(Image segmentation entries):
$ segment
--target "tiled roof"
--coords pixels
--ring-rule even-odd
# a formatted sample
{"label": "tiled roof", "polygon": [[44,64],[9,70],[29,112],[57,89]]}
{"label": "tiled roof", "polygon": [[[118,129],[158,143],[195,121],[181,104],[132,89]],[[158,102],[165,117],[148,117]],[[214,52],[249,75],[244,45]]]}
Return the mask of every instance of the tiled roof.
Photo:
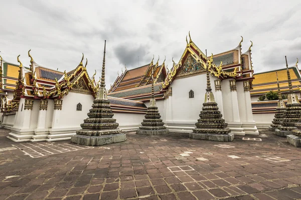
{"label": "tiled roof", "polygon": [[[289,68],[290,78],[291,80],[300,78],[299,72],[295,66]],[[262,84],[277,82],[276,72],[278,74],[278,78],[279,82],[287,80],[286,68],[274,70],[273,71],[265,72],[262,73],[255,74],[255,79],[253,80],[253,84]]]}
{"label": "tiled roof", "polygon": [[238,50],[234,50],[228,52],[213,55],[213,62],[219,66],[221,61],[223,62],[223,66],[235,64],[239,63]]}
{"label": "tiled roof", "polygon": [[36,68],[36,72],[37,78],[48,80],[55,80],[56,78],[58,80],[64,76],[62,72],[40,66]]}
{"label": "tiled roof", "polygon": [[[154,92],[159,92],[160,91],[161,84],[155,85],[154,87]],[[134,95],[143,94],[149,94],[152,92],[152,86],[148,85],[146,87],[139,87],[134,89],[127,90],[118,92],[113,92],[113,94],[108,94],[108,96],[122,98],[126,96],[132,96]]]}
{"label": "tiled roof", "polygon": [[110,104],[111,104],[147,108],[147,107],[144,103],[140,102],[117,98],[110,96],[108,96],[108,100],[109,100]]}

(Work to do): Count the lines of the data above that contain the string "Return". Reply with the number alone.

(Result of the task): 1